# [SELECTED EXTRACT]
____________________
Global Solar Photovoltaic Industry Becomes Net Energy Producer

solar panels
REC Solar employees Brian Webster, left and Mario Richard, right, install PV modules on a Englewood, Colorado home participating in the Solar Benefits Colorado program. (Photo by Dennis Schroeder / NREL)

 

STANFORD, California, April 8, 2013 (ENS) – The rapid growth of the solar power industry over the past 10 years may have worsened the global warming situation it was meant to ease, as the energy used to manufacture the millions of solar panels now generating electricity around the world came from burning fossil fuels.

Stanford University researchers have calculated that imbalance is now history and the global PV industry could pay off its debt of energy as early as 2015, and no later than 2020.

solar panels
REC Solar employees Brian Webster, left, and Mario Richard install PV modules on a Englewood, Colorado home. (Photo by Dennis Schroeder / NREL)

For the first time, the electricity generated by all of the world’s installed solar photovoltaic panels last year “probably surpassed the amount of energy going into fabricating more modules,” said Michael Dale, a postdoctoral fellow at Stanford’s Global Climate & Energy Project, GCEP.

“This analysis shows that the industry is making positive strides,” said Dale, who developed an innovative way of assessing the industry’s progress globally in a study published in the current edition of the journal “Environmental Science & Technology.”
____________________
# [BRIEF 1]
List every person named in the solar energy article.
# [BRIEF 2]
Answer these questions from the solar energy article:
(a) No later than what year could the global PV industry pay off its energy debt?
(b) What position does Michael Dale hold?
(c) In which journal was the study published?
# [BRIEF 3]
Pick up the solar energy article after its last sentence and carry it forward.
____________________
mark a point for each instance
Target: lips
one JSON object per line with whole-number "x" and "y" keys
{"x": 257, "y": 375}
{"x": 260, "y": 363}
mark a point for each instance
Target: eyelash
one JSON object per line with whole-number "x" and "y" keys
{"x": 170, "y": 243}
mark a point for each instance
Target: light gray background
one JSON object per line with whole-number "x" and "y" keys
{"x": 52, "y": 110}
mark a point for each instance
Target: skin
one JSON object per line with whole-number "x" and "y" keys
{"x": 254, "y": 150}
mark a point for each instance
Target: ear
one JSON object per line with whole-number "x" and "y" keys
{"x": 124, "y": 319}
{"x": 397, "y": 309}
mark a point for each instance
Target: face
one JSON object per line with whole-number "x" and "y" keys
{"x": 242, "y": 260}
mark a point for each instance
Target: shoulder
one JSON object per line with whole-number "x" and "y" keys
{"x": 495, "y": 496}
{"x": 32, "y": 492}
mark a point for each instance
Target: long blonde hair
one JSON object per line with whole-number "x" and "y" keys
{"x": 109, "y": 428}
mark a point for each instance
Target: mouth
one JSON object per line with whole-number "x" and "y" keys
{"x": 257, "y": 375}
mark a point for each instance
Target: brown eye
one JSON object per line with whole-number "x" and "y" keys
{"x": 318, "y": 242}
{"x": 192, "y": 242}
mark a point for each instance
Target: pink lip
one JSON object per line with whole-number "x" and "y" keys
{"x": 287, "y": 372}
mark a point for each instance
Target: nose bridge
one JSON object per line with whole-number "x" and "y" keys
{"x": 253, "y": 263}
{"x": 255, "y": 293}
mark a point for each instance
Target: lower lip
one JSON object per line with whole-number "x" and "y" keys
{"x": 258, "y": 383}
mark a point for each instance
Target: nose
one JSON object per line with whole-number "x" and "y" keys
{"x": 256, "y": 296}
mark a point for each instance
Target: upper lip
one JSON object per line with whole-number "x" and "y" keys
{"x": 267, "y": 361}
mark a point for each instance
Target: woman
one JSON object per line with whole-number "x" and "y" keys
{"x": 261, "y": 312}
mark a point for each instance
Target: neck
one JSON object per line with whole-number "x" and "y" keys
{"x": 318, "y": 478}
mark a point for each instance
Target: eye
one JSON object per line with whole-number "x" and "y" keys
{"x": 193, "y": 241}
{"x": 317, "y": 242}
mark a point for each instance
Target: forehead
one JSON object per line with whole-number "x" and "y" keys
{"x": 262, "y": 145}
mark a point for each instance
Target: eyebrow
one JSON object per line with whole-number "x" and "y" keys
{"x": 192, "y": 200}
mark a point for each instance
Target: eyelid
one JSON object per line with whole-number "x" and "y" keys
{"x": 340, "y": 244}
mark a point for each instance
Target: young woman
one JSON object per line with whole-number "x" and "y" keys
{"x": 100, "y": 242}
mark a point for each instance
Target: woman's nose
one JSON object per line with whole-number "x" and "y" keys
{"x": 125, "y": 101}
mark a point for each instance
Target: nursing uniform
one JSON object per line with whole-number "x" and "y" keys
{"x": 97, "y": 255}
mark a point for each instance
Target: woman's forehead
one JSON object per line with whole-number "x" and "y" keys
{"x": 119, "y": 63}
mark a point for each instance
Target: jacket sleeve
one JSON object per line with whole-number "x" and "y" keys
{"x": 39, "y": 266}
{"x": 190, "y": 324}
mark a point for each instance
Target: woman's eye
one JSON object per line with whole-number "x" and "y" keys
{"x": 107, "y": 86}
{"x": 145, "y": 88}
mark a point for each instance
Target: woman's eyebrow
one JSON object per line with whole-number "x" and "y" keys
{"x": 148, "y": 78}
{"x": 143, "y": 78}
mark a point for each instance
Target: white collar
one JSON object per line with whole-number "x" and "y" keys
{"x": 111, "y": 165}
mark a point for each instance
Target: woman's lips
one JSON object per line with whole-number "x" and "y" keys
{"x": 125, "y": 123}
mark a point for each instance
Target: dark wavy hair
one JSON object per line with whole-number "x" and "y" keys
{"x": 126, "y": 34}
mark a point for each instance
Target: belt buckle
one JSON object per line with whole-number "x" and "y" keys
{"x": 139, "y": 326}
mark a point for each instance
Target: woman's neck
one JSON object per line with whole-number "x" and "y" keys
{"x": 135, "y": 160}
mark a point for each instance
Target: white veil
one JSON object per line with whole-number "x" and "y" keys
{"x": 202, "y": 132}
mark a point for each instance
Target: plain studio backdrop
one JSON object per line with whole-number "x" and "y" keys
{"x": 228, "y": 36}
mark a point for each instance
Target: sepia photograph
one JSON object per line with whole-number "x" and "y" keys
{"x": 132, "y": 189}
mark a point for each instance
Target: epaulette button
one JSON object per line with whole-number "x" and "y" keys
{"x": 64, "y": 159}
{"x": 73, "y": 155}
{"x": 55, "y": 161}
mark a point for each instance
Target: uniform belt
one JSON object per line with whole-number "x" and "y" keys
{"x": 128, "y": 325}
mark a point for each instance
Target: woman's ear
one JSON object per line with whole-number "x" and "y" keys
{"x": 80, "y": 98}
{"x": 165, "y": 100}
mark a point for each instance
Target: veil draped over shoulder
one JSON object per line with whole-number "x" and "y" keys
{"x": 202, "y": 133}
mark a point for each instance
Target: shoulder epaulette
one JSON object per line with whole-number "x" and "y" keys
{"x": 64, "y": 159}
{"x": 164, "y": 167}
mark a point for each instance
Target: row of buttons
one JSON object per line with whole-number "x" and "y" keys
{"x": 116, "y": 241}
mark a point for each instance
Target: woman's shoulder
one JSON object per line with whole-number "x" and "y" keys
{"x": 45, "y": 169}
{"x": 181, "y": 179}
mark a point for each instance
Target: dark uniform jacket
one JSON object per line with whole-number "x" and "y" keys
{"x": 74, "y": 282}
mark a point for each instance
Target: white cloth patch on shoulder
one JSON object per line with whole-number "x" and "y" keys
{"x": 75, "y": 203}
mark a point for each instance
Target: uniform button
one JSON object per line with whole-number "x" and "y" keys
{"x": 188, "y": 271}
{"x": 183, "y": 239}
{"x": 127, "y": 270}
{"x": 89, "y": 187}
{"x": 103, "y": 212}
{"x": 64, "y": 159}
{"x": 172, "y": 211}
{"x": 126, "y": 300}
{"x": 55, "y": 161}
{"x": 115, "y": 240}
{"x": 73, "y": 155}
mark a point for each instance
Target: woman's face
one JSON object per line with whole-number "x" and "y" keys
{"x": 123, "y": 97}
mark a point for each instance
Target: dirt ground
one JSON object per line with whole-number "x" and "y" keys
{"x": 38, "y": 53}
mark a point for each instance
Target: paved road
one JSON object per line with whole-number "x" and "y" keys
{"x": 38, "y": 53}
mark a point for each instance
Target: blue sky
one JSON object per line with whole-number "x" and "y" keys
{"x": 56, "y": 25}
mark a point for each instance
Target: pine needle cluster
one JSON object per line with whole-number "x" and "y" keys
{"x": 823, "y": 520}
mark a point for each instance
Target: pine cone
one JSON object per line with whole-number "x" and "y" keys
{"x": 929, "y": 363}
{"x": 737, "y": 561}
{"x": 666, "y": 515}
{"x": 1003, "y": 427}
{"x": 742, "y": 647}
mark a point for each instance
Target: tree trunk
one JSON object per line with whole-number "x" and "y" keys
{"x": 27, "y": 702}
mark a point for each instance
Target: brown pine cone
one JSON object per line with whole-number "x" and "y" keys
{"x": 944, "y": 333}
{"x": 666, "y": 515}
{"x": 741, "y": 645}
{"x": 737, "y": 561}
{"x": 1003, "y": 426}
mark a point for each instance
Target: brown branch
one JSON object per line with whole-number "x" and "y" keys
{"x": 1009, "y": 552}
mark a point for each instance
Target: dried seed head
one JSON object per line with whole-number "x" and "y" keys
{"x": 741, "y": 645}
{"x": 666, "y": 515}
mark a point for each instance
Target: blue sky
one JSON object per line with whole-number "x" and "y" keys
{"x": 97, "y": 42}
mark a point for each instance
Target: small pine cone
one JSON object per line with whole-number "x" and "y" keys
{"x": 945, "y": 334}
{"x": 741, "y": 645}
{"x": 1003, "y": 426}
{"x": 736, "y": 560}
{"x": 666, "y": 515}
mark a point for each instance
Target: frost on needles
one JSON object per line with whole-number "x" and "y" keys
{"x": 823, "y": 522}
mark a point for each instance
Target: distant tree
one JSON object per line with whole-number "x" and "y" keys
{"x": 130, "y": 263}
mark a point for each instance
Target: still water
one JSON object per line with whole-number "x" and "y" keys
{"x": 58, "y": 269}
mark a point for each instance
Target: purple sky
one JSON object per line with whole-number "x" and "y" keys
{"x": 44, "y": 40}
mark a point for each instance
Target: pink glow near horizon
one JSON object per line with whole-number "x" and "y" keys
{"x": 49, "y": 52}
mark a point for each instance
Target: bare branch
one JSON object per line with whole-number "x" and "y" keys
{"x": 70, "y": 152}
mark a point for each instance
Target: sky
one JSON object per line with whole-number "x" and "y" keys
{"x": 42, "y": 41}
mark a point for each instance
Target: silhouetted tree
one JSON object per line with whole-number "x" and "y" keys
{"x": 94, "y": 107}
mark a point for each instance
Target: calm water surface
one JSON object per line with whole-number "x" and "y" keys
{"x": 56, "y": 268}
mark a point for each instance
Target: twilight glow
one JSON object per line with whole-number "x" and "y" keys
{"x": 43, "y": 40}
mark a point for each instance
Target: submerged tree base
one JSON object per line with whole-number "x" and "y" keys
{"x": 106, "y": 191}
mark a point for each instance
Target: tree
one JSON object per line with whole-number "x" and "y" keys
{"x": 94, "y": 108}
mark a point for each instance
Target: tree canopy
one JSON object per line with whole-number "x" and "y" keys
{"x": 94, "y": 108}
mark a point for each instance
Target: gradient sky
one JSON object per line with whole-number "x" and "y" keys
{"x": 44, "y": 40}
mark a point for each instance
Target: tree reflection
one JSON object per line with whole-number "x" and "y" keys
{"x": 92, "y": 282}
____________________
# [ANSWER AREA 1]
Brian Webster, Mario Richard, Dennis Schroeder, Michael Dale

# [ANSWER AREA 2]
(a) 2020
(b) He is a postdoctoral fellow at Stanford's Global Climate & Energy Project (GCEP).
(c) "Environmental Science & Technology"

# [ANSWER AREA 3]
“Despite its fantastically fast growth rate, PV is producing, or just about to start producing, a net energy benefit to society,” said Dale.

Global photovoltaic installations are forecast to exceed 35 gigawatts in 2013, equivalent to growth of 12 percent, according to recently released analysis from IHS, an energy information consultancy. The IHS analysis shows that global PV installations grew 14 percent to reach 31.4 GW last year.

The PV industry has run an energy deficit from 2000 to now, consuming 75 percent more energy than it produced just five years ago. The researchers expect this energy debt to be paid off as early as 2015, due to declining energy inputs, more durable panels and more efficient conversion of sunlight into electricity.

Co-author Sally Benson, GCEP’s director, said the changing energy balance is due to the declining amount of energy required to manufacture and install PV systems.

“GCEP is focused on developing game-changing energy technologies that can be deployed broadly. If we can continue to drive down the energy inputs, we will derive greater benefits from PV,” Benson said. “Developing new technologies with lower energy requirements will allow us to grow the industry at a faster rate.”

The energy used to produce solar panels is intense, explains Mark Golden of Stanford’s Precourt Energy Efficiency Center. “The initial step in producing the silicon at the heart of most panels is to melt silica rock at 3,000 degrees Fahrenheit using electricity, commonly from coal-fired power plants.”

But as investment and technological development have risen with the number of installed panels, the energetic costs of new photovoltaic modules have declined, Golden says.

Thinner silicon wafers are now used to make solar cells, less highly refined materials are now used as the silicon feedstock, and less of the costly material is lost in the manufacturing process.

The efficiency of solar cells using thin film technologies that rely on earth-abundant materials such as copper, zinc, tin and carbon offers the potential for greater improvements.

To be considered a success, or simply a positive energy technology, PV panels must pay back all the energy that went into them, said Dale.

If current rapid growth rates persist, by 2020 about 10 percent of the world’s electricity could be produced by PV systems.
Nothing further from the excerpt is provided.